• Your task: Reproduce the material between the lines holding "Each instance of the carrot" and "Each instance of the girl's", inclusive, with every "instance" swapped for "item" and nothing else altered. Leave out the pictures.
[start Data listing]
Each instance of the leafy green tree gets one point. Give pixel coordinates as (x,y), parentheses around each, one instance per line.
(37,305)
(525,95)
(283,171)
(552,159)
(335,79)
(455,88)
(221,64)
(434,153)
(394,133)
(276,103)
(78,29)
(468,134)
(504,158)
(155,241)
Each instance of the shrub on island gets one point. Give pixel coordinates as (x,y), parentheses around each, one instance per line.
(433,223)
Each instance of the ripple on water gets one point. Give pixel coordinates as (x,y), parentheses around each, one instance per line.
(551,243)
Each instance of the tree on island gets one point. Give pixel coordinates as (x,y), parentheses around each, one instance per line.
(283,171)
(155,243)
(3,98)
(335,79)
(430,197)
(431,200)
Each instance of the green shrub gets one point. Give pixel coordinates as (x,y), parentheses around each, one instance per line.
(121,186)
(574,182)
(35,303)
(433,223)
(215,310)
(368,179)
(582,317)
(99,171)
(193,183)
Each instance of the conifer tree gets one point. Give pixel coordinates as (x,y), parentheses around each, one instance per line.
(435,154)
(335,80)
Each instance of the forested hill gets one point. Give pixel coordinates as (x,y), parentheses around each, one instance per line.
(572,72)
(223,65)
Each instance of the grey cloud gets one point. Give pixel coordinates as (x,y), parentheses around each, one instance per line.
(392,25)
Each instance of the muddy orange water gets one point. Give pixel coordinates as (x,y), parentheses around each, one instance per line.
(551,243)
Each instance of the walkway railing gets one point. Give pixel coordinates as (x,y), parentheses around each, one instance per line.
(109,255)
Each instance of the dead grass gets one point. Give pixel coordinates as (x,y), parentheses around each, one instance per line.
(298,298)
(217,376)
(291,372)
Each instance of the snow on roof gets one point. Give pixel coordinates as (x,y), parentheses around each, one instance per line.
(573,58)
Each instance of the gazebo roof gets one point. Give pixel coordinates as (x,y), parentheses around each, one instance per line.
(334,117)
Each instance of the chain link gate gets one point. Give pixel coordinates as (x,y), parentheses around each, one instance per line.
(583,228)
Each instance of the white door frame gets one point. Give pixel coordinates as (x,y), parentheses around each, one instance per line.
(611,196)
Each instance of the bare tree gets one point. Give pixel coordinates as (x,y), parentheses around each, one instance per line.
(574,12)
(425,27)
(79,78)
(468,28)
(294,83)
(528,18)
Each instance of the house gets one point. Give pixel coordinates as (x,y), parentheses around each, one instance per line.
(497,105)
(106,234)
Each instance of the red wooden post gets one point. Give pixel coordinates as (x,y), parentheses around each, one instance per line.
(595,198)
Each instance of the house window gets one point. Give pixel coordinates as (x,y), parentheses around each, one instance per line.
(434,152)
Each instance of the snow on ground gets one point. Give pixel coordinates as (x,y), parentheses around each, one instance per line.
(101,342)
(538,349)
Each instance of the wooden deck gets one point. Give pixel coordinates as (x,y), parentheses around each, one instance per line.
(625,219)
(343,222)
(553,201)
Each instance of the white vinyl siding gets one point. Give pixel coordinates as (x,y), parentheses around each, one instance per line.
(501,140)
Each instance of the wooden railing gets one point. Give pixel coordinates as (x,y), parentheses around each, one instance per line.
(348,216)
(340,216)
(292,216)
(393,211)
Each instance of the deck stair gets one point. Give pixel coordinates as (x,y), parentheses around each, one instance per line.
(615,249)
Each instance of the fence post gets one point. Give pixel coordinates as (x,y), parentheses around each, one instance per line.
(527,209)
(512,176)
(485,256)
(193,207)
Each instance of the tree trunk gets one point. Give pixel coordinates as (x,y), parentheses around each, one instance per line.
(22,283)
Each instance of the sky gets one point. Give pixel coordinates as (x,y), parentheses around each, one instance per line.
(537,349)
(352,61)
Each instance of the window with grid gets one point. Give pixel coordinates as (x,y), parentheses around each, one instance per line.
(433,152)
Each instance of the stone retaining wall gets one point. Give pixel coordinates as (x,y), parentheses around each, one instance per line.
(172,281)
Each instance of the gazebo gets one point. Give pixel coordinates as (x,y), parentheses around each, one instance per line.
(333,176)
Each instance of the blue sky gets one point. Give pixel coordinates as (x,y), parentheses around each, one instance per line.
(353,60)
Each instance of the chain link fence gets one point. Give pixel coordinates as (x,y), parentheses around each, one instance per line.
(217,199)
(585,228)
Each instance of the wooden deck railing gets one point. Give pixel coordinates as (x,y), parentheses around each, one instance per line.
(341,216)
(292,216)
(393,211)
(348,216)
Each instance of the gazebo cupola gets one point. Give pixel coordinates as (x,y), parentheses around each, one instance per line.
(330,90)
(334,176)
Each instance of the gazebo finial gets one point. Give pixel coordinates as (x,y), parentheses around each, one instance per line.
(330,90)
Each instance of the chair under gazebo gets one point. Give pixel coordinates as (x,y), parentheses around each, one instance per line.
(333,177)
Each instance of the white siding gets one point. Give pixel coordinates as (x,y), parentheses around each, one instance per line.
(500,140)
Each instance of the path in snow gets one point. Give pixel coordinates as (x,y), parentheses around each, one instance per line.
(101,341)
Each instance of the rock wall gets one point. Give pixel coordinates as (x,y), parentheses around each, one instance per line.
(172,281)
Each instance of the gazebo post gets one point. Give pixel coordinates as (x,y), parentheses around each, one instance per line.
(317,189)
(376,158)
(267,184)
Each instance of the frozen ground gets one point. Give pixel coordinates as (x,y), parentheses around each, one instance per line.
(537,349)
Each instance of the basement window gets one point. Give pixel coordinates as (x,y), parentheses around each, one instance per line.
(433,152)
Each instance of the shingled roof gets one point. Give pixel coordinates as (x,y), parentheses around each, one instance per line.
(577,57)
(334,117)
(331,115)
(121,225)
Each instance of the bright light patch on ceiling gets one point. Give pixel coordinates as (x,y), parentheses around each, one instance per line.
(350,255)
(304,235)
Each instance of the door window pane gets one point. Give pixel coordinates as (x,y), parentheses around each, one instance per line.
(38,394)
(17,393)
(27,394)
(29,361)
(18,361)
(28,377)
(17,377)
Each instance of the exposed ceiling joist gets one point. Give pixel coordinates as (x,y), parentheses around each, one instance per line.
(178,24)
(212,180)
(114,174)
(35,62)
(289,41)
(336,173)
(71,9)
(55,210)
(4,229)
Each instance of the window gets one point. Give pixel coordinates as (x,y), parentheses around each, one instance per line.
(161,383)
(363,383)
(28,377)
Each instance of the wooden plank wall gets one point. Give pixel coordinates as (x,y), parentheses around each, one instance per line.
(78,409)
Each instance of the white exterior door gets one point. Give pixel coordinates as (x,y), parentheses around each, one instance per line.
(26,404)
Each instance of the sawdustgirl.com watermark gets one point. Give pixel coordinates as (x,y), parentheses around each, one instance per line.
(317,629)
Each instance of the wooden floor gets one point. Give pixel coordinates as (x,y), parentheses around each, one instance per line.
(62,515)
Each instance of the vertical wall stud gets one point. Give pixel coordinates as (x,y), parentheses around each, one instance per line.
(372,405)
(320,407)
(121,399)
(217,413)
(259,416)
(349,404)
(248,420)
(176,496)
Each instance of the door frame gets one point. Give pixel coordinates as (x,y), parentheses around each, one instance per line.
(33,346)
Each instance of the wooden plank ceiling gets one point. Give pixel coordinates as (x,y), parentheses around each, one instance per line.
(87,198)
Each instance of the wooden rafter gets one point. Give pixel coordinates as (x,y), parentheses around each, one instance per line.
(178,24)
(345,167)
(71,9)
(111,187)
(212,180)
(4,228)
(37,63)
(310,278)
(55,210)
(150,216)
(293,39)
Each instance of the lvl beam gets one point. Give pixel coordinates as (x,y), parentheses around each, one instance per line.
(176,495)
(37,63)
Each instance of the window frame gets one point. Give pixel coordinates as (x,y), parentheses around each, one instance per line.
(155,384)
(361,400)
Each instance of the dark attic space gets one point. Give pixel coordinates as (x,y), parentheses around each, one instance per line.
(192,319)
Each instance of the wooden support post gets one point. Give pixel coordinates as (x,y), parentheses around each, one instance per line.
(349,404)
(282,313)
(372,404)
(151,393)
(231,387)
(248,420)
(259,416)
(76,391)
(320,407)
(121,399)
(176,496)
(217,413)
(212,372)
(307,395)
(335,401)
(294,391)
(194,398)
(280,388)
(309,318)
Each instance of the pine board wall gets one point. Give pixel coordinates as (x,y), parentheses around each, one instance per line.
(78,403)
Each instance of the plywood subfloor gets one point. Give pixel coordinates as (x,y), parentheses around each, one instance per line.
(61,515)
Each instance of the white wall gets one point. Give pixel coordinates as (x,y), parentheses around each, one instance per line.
[end Data listing]
[start Data listing]
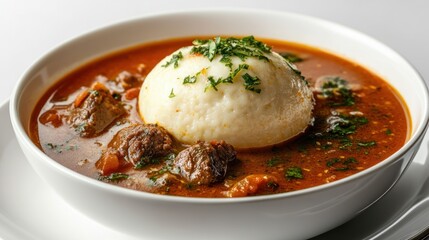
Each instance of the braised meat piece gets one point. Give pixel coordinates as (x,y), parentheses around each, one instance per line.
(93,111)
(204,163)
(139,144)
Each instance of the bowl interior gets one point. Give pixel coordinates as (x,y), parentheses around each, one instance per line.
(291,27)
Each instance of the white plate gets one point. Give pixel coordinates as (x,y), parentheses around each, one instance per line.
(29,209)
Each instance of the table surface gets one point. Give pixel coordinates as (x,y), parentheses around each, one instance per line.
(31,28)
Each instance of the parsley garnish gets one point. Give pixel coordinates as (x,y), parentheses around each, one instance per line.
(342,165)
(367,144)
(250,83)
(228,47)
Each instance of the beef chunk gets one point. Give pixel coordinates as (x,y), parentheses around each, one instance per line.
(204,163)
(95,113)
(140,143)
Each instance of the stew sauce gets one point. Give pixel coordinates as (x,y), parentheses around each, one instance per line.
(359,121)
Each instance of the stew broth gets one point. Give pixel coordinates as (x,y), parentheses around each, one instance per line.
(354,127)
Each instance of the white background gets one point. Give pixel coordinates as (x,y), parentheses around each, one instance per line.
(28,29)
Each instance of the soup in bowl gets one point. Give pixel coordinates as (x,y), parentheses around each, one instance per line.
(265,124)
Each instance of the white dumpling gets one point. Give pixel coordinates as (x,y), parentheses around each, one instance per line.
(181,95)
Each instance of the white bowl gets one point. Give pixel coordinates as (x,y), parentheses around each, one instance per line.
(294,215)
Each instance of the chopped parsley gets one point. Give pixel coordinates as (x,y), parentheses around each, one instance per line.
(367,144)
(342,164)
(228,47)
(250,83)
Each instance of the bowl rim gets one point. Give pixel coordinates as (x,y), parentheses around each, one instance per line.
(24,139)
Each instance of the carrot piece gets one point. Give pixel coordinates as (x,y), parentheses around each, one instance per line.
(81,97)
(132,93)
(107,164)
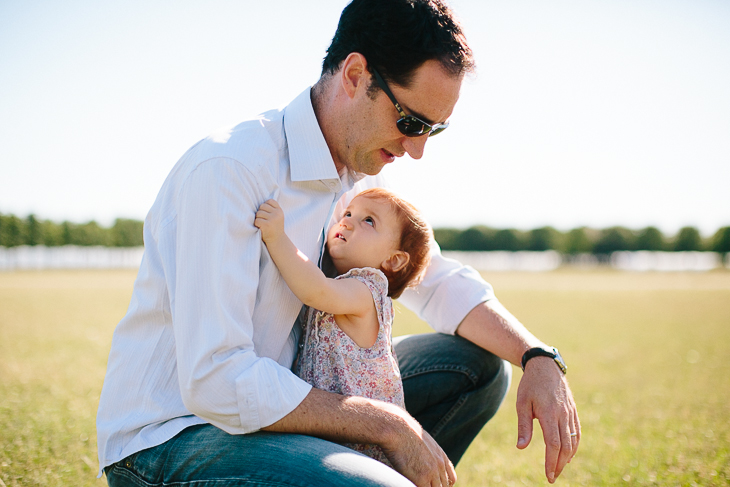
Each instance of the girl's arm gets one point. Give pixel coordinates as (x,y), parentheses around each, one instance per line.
[end Data listing]
• Task answer:
Each item of the carrot piece gets one point. Give pixel coordinates as (x,y), parentheses around each, one item per line.
(81,97)
(132,93)
(107,164)
Each item of the girl's arm gets one point. Give pixel coordinates as (x,y), parentheses around each, one item per line.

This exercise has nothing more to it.